● **Work order**:
One number is the whole answer: the tally of lines in the records that include the word "screen".

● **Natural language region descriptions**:
- - - -

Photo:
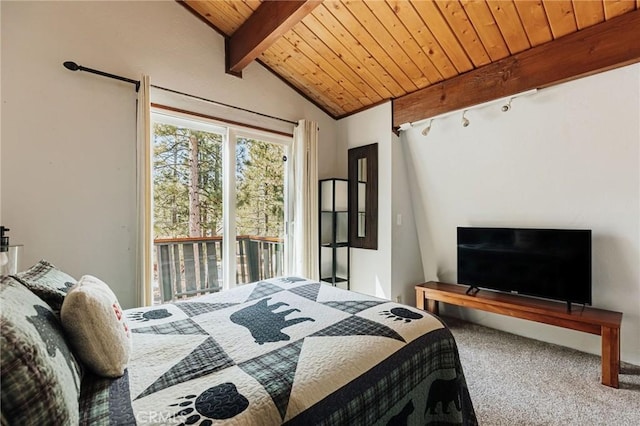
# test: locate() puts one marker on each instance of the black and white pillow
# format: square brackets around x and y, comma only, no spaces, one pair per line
[47,282]
[40,375]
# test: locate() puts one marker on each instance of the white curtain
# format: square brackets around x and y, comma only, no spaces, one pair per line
[143,204]
[305,212]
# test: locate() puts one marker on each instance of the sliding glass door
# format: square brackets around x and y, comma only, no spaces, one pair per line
[220,206]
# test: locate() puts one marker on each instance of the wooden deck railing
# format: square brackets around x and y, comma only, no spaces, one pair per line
[192,266]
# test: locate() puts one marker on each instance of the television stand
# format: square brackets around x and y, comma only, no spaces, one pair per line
[589,320]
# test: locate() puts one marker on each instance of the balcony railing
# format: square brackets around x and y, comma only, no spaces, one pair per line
[192,266]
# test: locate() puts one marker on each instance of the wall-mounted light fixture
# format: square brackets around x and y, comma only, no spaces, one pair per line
[465,120]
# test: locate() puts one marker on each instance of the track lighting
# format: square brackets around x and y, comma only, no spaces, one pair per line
[427,129]
[465,120]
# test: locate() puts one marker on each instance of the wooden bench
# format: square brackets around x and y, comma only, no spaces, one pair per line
[589,320]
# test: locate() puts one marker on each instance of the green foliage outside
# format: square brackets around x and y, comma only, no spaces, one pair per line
[259,184]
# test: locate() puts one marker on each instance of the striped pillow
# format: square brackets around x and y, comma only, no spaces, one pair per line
[40,375]
[47,282]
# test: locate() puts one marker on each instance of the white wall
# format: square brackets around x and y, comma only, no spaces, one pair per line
[565,157]
[394,268]
[68,139]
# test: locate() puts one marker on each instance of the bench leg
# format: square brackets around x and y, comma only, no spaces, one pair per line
[610,356]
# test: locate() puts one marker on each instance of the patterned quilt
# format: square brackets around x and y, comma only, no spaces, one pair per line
[284,351]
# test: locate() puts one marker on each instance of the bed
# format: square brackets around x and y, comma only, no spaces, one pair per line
[286,350]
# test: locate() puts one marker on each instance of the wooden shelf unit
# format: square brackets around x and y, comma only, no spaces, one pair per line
[589,320]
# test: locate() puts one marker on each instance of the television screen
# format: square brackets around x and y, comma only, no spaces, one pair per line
[548,263]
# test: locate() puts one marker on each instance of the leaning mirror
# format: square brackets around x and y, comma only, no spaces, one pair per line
[363,197]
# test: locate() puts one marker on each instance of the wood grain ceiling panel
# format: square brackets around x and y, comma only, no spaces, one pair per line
[369,45]
[386,41]
[406,13]
[508,20]
[346,47]
[561,16]
[348,55]
[588,12]
[615,8]
[326,44]
[534,21]
[457,18]
[486,27]
[405,41]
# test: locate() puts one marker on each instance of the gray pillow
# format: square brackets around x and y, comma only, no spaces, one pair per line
[47,282]
[40,375]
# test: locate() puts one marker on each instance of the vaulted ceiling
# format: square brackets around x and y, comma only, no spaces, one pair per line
[346,56]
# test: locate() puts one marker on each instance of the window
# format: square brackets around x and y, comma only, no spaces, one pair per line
[202,195]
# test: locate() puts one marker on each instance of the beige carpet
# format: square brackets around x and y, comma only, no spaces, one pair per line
[514,380]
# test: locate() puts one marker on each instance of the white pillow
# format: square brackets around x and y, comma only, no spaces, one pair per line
[96,328]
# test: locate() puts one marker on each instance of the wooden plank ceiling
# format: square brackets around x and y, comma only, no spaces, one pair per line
[346,56]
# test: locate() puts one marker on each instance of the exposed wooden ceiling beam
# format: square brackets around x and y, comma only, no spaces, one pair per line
[265,25]
[602,47]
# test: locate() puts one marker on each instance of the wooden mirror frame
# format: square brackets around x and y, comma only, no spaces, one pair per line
[370,238]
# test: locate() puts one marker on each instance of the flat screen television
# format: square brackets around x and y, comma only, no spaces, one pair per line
[548,263]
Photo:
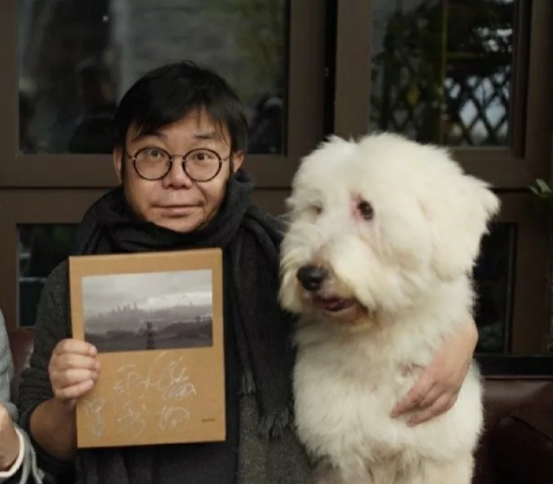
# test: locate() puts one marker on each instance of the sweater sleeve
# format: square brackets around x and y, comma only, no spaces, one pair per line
[51,326]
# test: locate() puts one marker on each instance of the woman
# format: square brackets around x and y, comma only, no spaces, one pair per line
[179,144]
[17,458]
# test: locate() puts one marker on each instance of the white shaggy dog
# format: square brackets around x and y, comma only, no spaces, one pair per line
[377,260]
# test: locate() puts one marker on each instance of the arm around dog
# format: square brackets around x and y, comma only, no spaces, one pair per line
[436,390]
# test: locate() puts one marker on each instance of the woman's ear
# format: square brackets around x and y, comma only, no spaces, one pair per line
[118,163]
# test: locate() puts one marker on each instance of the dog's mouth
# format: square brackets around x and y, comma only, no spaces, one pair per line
[335,304]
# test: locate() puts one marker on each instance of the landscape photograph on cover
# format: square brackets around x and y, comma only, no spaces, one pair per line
[148,311]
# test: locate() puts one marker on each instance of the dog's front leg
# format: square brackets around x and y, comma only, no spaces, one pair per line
[326,473]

- - - -

● **Exercise solution**:
2